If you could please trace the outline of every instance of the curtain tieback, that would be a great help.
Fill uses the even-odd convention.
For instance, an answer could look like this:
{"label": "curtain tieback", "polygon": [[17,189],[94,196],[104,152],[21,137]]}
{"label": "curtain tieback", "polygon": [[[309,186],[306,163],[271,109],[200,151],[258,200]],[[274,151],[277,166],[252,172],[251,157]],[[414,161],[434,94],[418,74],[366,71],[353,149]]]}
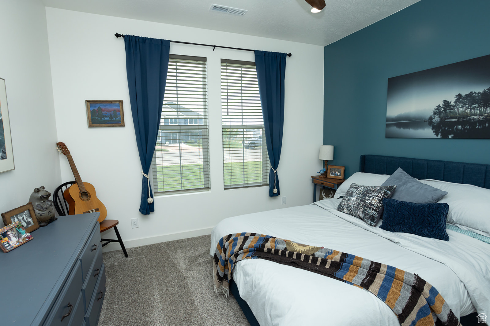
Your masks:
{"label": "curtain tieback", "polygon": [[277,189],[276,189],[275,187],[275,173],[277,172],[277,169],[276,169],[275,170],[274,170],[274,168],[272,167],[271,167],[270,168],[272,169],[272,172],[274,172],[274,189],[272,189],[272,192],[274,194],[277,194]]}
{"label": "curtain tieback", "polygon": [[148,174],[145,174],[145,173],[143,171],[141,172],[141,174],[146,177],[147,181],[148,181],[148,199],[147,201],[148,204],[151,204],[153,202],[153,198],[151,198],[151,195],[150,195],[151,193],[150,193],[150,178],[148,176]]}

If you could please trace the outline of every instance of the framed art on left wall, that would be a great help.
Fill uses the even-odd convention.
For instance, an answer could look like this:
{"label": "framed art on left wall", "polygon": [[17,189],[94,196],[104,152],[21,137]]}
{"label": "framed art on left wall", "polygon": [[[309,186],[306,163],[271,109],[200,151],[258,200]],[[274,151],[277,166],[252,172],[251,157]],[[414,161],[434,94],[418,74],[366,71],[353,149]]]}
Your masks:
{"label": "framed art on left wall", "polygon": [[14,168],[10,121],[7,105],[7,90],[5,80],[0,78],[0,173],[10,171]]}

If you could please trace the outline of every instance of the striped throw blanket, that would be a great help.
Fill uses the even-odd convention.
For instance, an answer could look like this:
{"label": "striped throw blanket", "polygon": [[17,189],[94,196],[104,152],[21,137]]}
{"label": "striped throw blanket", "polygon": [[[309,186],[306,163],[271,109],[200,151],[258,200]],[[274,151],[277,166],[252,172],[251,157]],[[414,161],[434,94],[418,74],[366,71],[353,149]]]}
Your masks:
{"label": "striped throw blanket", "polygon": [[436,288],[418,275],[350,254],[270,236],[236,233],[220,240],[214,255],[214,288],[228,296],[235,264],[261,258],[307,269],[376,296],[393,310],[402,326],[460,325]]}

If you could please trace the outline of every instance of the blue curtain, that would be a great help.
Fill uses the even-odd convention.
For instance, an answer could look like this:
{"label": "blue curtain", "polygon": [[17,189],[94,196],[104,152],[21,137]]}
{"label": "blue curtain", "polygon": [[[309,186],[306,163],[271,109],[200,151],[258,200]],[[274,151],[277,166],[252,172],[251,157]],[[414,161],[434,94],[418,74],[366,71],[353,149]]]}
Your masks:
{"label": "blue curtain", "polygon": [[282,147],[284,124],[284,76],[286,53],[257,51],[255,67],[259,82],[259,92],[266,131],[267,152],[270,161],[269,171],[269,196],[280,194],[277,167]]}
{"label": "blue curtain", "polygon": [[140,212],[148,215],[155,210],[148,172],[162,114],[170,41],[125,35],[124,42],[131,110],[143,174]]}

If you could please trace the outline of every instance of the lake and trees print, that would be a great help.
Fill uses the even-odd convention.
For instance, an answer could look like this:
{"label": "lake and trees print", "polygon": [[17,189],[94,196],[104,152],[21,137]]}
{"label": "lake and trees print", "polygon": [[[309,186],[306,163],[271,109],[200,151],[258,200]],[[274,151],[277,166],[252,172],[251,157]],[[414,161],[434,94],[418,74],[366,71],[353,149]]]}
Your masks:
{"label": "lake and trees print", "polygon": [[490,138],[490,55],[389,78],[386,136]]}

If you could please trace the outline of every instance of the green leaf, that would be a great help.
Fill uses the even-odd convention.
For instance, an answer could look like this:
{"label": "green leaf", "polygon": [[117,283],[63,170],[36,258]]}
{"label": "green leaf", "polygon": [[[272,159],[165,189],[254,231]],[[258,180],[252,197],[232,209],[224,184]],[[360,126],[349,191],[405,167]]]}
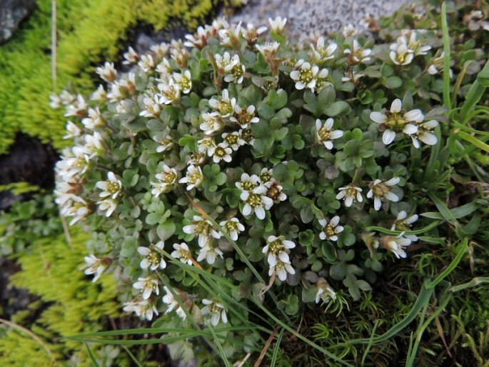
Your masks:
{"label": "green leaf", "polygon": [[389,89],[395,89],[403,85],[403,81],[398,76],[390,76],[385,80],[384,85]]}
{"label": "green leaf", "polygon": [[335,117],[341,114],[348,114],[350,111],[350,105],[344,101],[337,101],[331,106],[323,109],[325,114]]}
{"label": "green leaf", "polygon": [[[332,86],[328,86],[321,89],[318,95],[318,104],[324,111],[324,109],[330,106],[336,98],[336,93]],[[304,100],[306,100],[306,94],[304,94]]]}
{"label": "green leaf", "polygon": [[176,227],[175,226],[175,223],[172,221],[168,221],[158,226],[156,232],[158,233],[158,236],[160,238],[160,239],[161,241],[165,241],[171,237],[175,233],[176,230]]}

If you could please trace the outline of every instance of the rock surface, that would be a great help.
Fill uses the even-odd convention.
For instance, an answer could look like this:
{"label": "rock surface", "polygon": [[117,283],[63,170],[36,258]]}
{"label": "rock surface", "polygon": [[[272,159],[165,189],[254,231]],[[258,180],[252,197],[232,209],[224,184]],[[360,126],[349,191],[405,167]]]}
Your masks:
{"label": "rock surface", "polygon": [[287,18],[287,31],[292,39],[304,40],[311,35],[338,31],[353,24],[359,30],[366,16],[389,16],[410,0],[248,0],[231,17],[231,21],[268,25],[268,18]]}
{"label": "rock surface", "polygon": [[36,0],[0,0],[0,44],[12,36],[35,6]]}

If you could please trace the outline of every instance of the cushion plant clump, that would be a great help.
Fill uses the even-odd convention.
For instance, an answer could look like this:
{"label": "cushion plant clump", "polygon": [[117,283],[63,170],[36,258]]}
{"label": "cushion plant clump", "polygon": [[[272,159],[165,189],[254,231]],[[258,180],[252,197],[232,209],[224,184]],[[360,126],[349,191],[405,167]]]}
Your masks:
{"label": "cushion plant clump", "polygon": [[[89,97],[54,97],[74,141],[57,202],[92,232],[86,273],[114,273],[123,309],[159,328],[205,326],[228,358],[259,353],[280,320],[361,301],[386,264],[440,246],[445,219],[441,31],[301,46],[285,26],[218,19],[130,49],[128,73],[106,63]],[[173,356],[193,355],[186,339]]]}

□ □ □ □ □ □ □

THE PROBLEM >>
Without the pictures, repeat the listing above exactly.

WRITTEN REPLY >>
If you could please trace the outline of every instance of the curtain tieback, that would be a great help.
Fill uses the even-odd convention.
For instance, an answer could look like this:
{"label": "curtain tieback", "polygon": [[17,189],[94,196],[104,152],[21,137]]}
{"label": "curtain tieback", "polygon": [[[309,186],[306,163],[271,109],[200,151],[258,200]],[[274,151],[277,166],[252,172],[251,157]],[[414,161],[434,94],[418,74],[366,71],[353,149]]]}
Your masks:
{"label": "curtain tieback", "polygon": [[277,189],[276,189],[275,187],[275,173],[277,172],[277,169],[276,169],[275,170],[274,170],[274,168],[272,167],[271,167],[270,168],[272,169],[272,172],[274,172],[274,189],[272,189],[272,192],[274,194],[277,194]]}
{"label": "curtain tieback", "polygon": [[148,174],[145,174],[145,173],[143,171],[141,172],[141,174],[146,177],[147,181],[148,181],[148,199],[147,201],[148,204],[151,204],[153,202],[153,198],[151,198],[151,195],[150,195],[151,193],[150,193],[150,178],[148,176]]}

If you could please trace the outline of every instance of the framed art on left wall, that would be a great help.
Fill uses the even-odd convention.
For instance, an answer could look like this:
{"label": "framed art on left wall", "polygon": [[17,189],[94,196],[104,152],[21,137]]}
{"label": "framed art on left wall", "polygon": [[[309,186],[306,163],[271,109],[200,151],[258,200]],[[274,151],[277,166],[252,172],[251,157]],[[414,161],[434,94],[418,74],[366,71],[353,149]]]}
Your masks:
{"label": "framed art on left wall", "polygon": [[14,168],[10,121],[7,105],[7,90],[5,80],[0,78],[0,173],[10,171]]}

If you could please trace the outline of every instance of the striped throw blanket, that would be a great help.
Fill uses the even-odd convention.
For instance, an answer could look like this:
{"label": "striped throw blanket", "polygon": [[17,189],[94,196],[104,152],[21,137]]}
{"label": "striped throw blanket", "polygon": [[[309,186],[306,163],[271,109],[200,151],[258,200]],[[274,151],[277,166],[252,172],[251,157]],[[414,161],[434,94],[418,74],[366,71],[353,149]]]}
Your masks:
{"label": "striped throw blanket", "polygon": [[436,288],[418,275],[350,254],[270,236],[236,233],[220,240],[214,255],[214,288],[228,296],[235,264],[261,258],[307,269],[376,296],[393,310],[402,326],[460,325]]}

If you could please trace the outline of every instance of the blue curtain, that would be a great help.
Fill uses the even-odd convention.
For instance, an answer could look like this:
{"label": "blue curtain", "polygon": [[17,189],[94,196],[104,152],[21,137]]}
{"label": "blue curtain", "polygon": [[[309,186],[306,163],[271,109],[200,151],[258,200]],[[274,151],[277,166],[252,172],[251,157]],[[414,161],[434,94],[418,74],[366,71],[353,149]]]}
Your masks:
{"label": "blue curtain", "polygon": [[282,147],[284,124],[284,76],[286,53],[257,51],[255,67],[259,82],[259,92],[266,131],[267,152],[270,161],[269,171],[269,196],[280,194],[277,167]]}
{"label": "blue curtain", "polygon": [[140,212],[148,215],[155,210],[148,172],[162,114],[170,41],[125,35],[124,42],[131,110],[143,174]]}

If you could please trace the outline of every instance of the lake and trees print, that would be a great help.
Fill uses the even-odd convention.
For instance, an answer could look like this:
{"label": "lake and trees print", "polygon": [[17,189],[94,196],[104,152],[21,137]]}
{"label": "lake and trees print", "polygon": [[[309,186],[306,163],[271,109],[200,151],[258,200]],[[274,151],[277,166],[252,172],[251,157]],[[414,161],[434,94],[418,74],[366,71],[353,149]]]}
Your masks:
{"label": "lake and trees print", "polygon": [[490,138],[490,55],[389,78],[386,136]]}

If you could please trace the outline of every instance of the green leaf, that would be a great help.
Fill uses the even-odd convention.
For instance, an answer could look like this:
{"label": "green leaf", "polygon": [[117,283],[63,170],[36,258]]}
{"label": "green leaf", "polygon": [[[272,159],[165,189],[254,231]],[[258,180],[252,197],[232,209],[224,184]],[[360,126],[349,191],[405,167]]]}
Your masks:
{"label": "green leaf", "polygon": [[389,89],[395,89],[403,85],[403,81],[398,76],[390,76],[385,80],[384,85]]}
{"label": "green leaf", "polygon": [[335,117],[341,114],[348,114],[350,111],[350,105],[344,101],[337,101],[331,106],[323,109],[325,114]]}
{"label": "green leaf", "polygon": [[[332,86],[328,86],[321,89],[318,95],[318,104],[324,111],[324,109],[330,106],[336,98],[336,93]],[[304,100],[306,100],[306,94],[304,94]]]}
{"label": "green leaf", "polygon": [[176,227],[175,226],[175,223],[172,221],[168,221],[158,226],[156,232],[158,233],[158,236],[160,238],[160,239],[161,241],[165,241],[171,237],[175,233],[176,230]]}

If you could please trace the outline of every instance of the rock surface, that would be a great help.
Fill uses the even-odd convention.
For instance, an answer could look like this:
{"label": "rock surface", "polygon": [[117,283],[63,170],[36,258]]}
{"label": "rock surface", "polygon": [[[272,159],[165,189],[254,231]],[[258,180],[252,197],[232,209],[224,184]],[[360,126],[349,191],[405,167]]]}
Your masks:
{"label": "rock surface", "polygon": [[287,18],[287,31],[292,39],[304,40],[311,35],[338,31],[353,24],[359,30],[366,16],[389,16],[410,0],[248,0],[231,17],[231,21],[268,25],[268,18]]}
{"label": "rock surface", "polygon": [[36,0],[0,0],[0,44],[12,36],[35,6]]}

If you could please trace the outline of every instance of the cushion plant clump, that would be a great help.
Fill uses the even-odd convention.
For instance, an answer could look like this:
{"label": "cushion plant clump", "polygon": [[117,283],[63,170],[36,258]]}
{"label": "cushion plant clump", "polygon": [[[272,159],[165,189],[254,231]],[[258,180],[252,197],[232,209],[224,184]],[[360,126],[349,191],[405,167]]]}
Your masks:
{"label": "cushion plant clump", "polygon": [[[89,97],[54,97],[74,141],[57,202],[92,232],[86,273],[114,273],[123,309],[159,328],[205,326],[228,358],[259,353],[280,320],[361,301],[386,264],[440,246],[445,219],[441,31],[301,46],[285,26],[218,19],[130,49],[128,73],[106,63]],[[173,356],[193,355],[186,339]]]}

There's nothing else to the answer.